[Directions for this task]
Render the portion of the data that opens at its first line and closes with the line containing "244 185 L 243", both ends included, as a numbered list, leaving out any blank lines.

[Given records]
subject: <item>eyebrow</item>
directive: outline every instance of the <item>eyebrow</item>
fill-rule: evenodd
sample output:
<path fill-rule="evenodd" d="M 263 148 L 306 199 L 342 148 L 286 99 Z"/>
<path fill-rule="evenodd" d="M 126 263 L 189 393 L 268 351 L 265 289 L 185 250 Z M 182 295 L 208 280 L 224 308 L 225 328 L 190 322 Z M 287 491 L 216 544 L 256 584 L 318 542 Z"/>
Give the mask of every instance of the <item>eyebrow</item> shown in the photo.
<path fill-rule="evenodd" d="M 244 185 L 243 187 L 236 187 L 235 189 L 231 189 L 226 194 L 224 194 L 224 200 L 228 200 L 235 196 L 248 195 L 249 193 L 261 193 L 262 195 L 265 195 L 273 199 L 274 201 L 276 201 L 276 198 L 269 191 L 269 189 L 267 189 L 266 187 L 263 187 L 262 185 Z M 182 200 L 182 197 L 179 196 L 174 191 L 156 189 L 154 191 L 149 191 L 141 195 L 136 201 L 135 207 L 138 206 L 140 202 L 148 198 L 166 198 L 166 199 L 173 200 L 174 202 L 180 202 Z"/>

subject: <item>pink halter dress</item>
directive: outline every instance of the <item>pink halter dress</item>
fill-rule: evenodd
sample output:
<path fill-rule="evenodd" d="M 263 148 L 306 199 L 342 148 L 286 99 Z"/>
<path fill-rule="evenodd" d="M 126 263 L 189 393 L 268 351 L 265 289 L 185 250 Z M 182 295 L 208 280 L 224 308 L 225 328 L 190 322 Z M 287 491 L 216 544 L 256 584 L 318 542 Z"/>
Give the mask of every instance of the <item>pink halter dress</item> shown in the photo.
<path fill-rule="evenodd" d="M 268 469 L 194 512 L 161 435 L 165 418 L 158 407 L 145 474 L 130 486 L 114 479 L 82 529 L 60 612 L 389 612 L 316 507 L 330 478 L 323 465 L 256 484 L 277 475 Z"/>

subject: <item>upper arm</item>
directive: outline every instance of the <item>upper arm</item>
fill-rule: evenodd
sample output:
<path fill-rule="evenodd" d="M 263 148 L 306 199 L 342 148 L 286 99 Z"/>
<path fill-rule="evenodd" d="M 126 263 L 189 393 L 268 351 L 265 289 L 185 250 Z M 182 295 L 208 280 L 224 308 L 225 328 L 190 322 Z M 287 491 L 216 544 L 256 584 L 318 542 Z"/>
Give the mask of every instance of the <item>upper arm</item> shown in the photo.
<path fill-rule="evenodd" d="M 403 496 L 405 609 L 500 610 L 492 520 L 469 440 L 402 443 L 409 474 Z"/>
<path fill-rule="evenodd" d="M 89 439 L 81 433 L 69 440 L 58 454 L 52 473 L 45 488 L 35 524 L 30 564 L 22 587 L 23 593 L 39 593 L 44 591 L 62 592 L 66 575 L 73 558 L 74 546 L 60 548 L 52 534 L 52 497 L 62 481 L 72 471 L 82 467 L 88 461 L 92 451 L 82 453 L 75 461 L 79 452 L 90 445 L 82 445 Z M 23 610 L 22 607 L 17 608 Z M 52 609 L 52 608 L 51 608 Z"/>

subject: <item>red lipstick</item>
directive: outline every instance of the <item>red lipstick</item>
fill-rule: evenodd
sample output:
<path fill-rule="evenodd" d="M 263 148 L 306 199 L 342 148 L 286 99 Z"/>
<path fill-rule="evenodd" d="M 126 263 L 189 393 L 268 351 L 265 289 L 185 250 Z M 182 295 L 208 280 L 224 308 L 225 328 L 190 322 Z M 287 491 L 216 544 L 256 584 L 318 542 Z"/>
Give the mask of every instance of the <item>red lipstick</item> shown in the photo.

[Exercise result]
1. subject: <item>eyebrow</item>
2. directive: outline every instance of the <item>eyebrow</item>
3. fill-rule: evenodd
4. sample output:
5. <path fill-rule="evenodd" d="M 263 148 L 306 199 L 342 148 L 286 99 Z"/>
6. <path fill-rule="evenodd" d="M 126 263 L 189 393 L 268 351 L 265 289 L 185 250 Z M 182 295 L 208 280 L 224 308 L 225 328 L 190 322 Z M 287 491 L 216 544 L 256 584 L 318 542 Z"/>
7. Give the mask of every instance of the <item>eyebrow</item> shown in the photo.
8. <path fill-rule="evenodd" d="M 244 185 L 243 187 L 236 187 L 235 189 L 231 189 L 226 194 L 224 194 L 224 200 L 228 200 L 235 196 L 248 195 L 249 193 L 261 193 L 262 195 L 265 195 L 273 199 L 274 201 L 276 201 L 276 198 L 269 191 L 269 189 L 267 189 L 266 187 L 263 187 L 262 185 Z M 182 200 L 182 197 L 179 196 L 174 191 L 156 189 L 154 191 L 149 191 L 141 195 L 136 201 L 135 207 L 138 206 L 140 202 L 148 198 L 166 198 L 166 199 L 173 200 L 174 202 L 180 202 Z"/>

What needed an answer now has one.